Exercise description: Output the entries below exactly as written, omitting pictures.
[BEGIN Input records]
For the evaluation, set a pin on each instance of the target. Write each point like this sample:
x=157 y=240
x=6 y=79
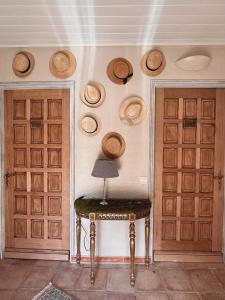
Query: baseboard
x=175 y=256
x=36 y=254
x=110 y=259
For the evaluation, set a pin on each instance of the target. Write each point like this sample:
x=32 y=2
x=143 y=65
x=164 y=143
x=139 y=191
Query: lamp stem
x=104 y=202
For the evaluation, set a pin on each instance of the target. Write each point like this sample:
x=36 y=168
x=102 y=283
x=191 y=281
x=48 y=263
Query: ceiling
x=111 y=22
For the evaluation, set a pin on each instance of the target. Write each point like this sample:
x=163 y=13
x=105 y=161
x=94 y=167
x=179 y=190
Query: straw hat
x=92 y=94
x=153 y=62
x=89 y=124
x=120 y=70
x=62 y=64
x=113 y=145
x=23 y=63
x=132 y=110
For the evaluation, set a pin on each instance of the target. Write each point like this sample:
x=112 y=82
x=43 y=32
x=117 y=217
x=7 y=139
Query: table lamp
x=105 y=168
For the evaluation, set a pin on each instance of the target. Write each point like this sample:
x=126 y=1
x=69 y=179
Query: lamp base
x=104 y=202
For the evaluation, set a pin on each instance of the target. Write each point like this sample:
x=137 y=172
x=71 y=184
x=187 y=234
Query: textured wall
x=91 y=65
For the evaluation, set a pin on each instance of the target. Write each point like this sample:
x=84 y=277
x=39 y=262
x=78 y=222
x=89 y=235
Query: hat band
x=124 y=80
x=152 y=70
[END Input records]
Task solution:
For the evaluation, set a pin on each instance of the target. Write each point like this sample:
x=157 y=240
x=6 y=79
Query: baseboard
x=175 y=256
x=36 y=254
x=110 y=259
For the evaluation, set a pin on each instance of the target. Write each point like this sample:
x=32 y=2
x=143 y=65
x=164 y=143
x=139 y=191
Query: lamp stem
x=104 y=202
For the evaluation, set a pin on each instance of the target. Write each point like this sample:
x=36 y=168
x=102 y=283
x=191 y=281
x=48 y=263
Query: ceiling
x=111 y=22
For the evaluation, set a pin on each instance of the target. Write each point like this sample:
x=163 y=13
x=105 y=161
x=94 y=167
x=179 y=190
Query: straw hat
x=92 y=94
x=153 y=62
x=89 y=124
x=120 y=70
x=62 y=64
x=113 y=145
x=23 y=63
x=132 y=110
For the evaluation, set a pin on each instance of the target. Write each point like this sample:
x=112 y=82
x=43 y=32
x=117 y=217
x=7 y=139
Query: table lamp
x=105 y=168
For the evaluation, set a pin on each instance of the target. Write each point like this sample:
x=126 y=1
x=69 y=179
Query: lamp base
x=104 y=202
For the evaluation, set a pin on each instance of the target. Write each point like this sample:
x=137 y=172
x=71 y=184
x=187 y=234
Query: textured wall
x=91 y=65
For the evaluation, set a pin on each instance of the target. Write each point like this sample:
x=84 y=277
x=39 y=262
x=78 y=222
x=89 y=235
Query: hat band
x=124 y=80
x=152 y=70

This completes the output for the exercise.